Exercise prompt
What you return must match the listing below word for word.

Dataset excerpts

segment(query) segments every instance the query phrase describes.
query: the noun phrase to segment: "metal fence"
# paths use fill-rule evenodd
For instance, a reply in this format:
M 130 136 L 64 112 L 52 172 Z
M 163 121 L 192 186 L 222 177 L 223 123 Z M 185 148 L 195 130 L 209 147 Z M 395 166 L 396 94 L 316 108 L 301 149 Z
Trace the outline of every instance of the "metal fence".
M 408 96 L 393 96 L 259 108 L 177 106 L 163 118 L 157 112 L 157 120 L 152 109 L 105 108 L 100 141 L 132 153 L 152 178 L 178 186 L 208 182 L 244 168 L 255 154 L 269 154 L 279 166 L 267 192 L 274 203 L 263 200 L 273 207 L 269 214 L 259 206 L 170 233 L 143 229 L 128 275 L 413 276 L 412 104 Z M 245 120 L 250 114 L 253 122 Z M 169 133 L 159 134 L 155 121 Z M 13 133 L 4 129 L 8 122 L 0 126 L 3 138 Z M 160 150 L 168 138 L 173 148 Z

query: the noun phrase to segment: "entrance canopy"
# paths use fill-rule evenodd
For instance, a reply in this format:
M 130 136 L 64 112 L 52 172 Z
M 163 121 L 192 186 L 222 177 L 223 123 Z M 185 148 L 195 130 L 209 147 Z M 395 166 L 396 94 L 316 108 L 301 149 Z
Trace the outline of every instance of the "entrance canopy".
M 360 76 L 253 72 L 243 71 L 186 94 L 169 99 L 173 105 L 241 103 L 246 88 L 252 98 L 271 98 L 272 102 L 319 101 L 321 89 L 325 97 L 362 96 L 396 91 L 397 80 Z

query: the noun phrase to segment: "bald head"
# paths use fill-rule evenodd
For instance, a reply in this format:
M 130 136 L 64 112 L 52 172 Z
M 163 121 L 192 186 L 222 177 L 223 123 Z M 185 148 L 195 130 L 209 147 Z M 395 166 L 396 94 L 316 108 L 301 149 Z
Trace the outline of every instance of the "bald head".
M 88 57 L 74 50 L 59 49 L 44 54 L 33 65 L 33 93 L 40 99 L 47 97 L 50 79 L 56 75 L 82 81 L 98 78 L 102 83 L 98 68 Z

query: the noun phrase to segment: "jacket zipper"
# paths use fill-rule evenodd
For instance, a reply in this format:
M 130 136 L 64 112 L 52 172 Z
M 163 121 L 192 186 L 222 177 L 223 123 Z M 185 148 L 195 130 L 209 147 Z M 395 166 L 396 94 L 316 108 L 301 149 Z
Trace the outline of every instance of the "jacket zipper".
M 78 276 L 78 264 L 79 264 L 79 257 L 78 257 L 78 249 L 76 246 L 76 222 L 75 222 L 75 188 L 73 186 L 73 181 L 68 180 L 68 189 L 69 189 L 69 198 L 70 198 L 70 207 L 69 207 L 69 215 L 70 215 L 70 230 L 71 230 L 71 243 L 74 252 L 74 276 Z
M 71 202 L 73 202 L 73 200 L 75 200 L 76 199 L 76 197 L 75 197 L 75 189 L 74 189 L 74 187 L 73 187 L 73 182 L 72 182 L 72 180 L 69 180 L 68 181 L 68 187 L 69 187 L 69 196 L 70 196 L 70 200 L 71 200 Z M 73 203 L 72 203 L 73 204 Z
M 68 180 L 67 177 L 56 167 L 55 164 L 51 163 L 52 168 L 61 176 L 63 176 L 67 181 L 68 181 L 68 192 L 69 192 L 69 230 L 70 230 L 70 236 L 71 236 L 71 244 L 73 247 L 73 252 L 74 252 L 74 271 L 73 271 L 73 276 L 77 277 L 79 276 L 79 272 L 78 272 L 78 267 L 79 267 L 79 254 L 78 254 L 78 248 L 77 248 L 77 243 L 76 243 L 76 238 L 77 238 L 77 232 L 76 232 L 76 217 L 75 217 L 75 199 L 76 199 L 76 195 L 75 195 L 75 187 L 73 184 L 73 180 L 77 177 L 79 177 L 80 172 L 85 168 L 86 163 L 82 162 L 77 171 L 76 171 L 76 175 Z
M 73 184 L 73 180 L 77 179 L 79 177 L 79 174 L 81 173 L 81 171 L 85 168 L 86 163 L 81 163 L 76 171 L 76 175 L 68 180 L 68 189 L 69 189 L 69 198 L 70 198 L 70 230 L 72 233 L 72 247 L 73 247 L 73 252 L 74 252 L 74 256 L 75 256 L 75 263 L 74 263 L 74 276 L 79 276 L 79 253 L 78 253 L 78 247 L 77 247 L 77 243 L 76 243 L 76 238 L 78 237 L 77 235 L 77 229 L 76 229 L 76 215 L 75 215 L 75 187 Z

Written reply
segment(query) segments every instance the query phrase describes.
query: the noun phrase to segment: "metal fence"
# paths use fill-rule evenodd
For instance, a reply in this format:
M 130 136 L 64 112 L 52 172 Z
M 163 121 L 192 186 L 222 177 L 223 123 Z M 185 148 L 195 130 L 209 147 Z M 395 166 L 396 94 L 316 108 L 301 149 Z
Trace the outline of every instance of the "metal fence".
M 408 96 L 393 96 L 259 108 L 177 106 L 163 118 L 157 112 L 157 120 L 152 109 L 105 108 L 100 141 L 132 153 L 152 178 L 178 186 L 208 182 L 244 168 L 255 154 L 269 154 L 279 166 L 267 192 L 274 203 L 263 200 L 273 207 L 269 214 L 259 206 L 170 233 L 143 229 L 128 275 L 413 276 L 412 104 Z M 245 120 L 250 114 L 253 122 Z M 169 133 L 159 134 L 155 121 Z M 13 133 L 4 129 L 8 122 L 0 126 L 3 138 Z M 160 150 L 168 138 L 173 148 Z

query: the noun phrase to segment: "entrance canopy"
# paths use fill-rule evenodd
For instance, a reply in this format:
M 130 136 L 64 112 L 52 172 Z
M 163 121 L 192 186 L 222 177 L 223 123 Z M 185 148 L 195 130 L 209 147 Z M 395 166 L 396 94 L 316 108 L 301 149 Z
Trace the outline of every instance of the "entrance canopy".
M 360 76 L 253 72 L 243 71 L 186 94 L 169 99 L 173 105 L 241 103 L 246 88 L 252 98 L 271 98 L 272 102 L 319 101 L 321 89 L 325 97 L 362 96 L 396 91 L 397 80 Z

query: the noun phrase to segment: "bald head"
# paths use fill-rule evenodd
For instance, a reply in this format:
M 130 136 L 64 112 L 52 172 Z
M 163 121 L 192 186 L 222 177 L 223 123 Z M 185 148 L 195 130 L 209 147 Z M 395 166 L 396 94 L 316 108 L 301 149 Z
Trace the outline of every instance of the "bald head".
M 88 57 L 74 50 L 59 49 L 44 54 L 33 65 L 33 93 L 40 99 L 47 97 L 50 79 L 56 75 L 82 81 L 98 78 L 102 83 L 98 68 Z

query: the noun phrase to segment: "jacket zipper"
# paths use fill-rule evenodd
For instance, a reply in this format:
M 130 136 L 64 112 L 52 172 Z
M 163 121 L 192 186 L 222 177 L 223 123 Z M 185 148 L 195 130 L 209 147 Z M 395 166 L 396 94 L 316 108 L 301 149 Z
Trace the outline of every instance of the "jacket zipper".
M 78 276 L 78 264 L 79 264 L 79 257 L 78 257 L 78 249 L 76 246 L 76 222 L 75 222 L 75 188 L 73 186 L 73 181 L 68 180 L 68 189 L 69 189 L 69 198 L 70 198 L 70 207 L 69 207 L 69 215 L 70 215 L 70 230 L 71 230 L 71 243 L 74 252 L 74 276 Z
M 71 202 L 73 202 L 73 200 L 75 200 L 76 199 L 76 197 L 75 197 L 75 189 L 74 189 L 74 187 L 73 187 L 73 182 L 72 182 L 72 180 L 69 180 L 68 181 L 68 187 L 69 187 L 69 196 L 70 196 L 70 200 L 71 200 Z M 73 203 L 72 203 L 73 204 Z
M 68 180 L 67 177 L 56 167 L 55 164 L 51 163 L 52 168 L 61 176 L 63 176 L 67 181 L 68 181 L 68 192 L 69 192 L 69 230 L 70 230 L 70 236 L 71 236 L 71 244 L 73 247 L 73 252 L 74 252 L 74 271 L 73 271 L 73 276 L 77 277 L 79 276 L 79 272 L 78 272 L 78 267 L 79 267 L 79 254 L 78 254 L 78 248 L 77 248 L 77 243 L 76 243 L 76 238 L 77 238 L 77 232 L 76 232 L 76 217 L 75 217 L 75 199 L 76 199 L 76 195 L 75 195 L 75 187 L 73 184 L 73 180 L 77 177 L 79 177 L 80 172 L 85 168 L 86 163 L 82 162 L 77 171 L 76 171 L 76 175 Z
M 73 184 L 73 180 L 77 179 L 79 177 L 79 174 L 81 173 L 81 171 L 85 168 L 86 163 L 81 163 L 76 171 L 76 175 L 68 180 L 68 189 L 69 189 L 69 198 L 70 198 L 70 230 L 72 233 L 72 247 L 73 247 L 73 252 L 74 252 L 74 256 L 75 256 L 75 263 L 74 263 L 74 276 L 79 276 L 79 253 L 78 253 L 78 247 L 77 247 L 77 243 L 76 243 L 76 238 L 78 237 L 77 235 L 77 229 L 76 229 L 76 215 L 75 215 L 75 187 Z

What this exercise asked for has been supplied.